***** Task data
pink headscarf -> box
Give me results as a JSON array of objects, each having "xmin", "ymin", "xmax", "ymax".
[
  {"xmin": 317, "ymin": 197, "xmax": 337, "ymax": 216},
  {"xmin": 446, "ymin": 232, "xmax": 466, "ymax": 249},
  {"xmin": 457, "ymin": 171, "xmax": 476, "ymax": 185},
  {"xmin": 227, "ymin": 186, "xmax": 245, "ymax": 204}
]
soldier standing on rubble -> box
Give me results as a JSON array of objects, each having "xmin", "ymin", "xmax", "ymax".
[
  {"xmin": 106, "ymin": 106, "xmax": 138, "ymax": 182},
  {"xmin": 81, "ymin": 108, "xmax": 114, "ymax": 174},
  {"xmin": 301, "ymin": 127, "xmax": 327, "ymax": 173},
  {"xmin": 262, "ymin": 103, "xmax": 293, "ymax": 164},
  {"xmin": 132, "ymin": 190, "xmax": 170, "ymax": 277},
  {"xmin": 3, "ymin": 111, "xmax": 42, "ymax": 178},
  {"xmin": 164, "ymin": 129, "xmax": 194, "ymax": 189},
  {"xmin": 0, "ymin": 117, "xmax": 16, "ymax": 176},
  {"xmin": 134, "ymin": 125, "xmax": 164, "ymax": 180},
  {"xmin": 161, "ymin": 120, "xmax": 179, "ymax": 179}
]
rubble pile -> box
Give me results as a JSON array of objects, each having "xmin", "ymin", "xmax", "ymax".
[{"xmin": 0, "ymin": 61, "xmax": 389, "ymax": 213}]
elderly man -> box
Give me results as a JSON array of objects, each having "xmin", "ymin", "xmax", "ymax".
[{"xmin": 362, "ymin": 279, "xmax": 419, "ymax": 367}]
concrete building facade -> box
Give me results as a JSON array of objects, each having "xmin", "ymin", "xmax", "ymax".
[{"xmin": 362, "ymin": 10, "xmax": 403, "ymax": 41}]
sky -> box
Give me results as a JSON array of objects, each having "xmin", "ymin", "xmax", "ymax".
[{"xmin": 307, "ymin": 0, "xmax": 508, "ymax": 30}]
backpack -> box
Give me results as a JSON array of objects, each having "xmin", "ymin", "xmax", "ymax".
**********
Give only the lines from the one holding "rubble pile -> box" through the one holding "elderly man -> box", each restated exactly as it appears above.

rubble pile -> box
Give me results as a JSON array of objects, each having "xmin", "ymin", "xmax", "ymax".
[{"xmin": 0, "ymin": 61, "xmax": 389, "ymax": 213}]
elderly man -> box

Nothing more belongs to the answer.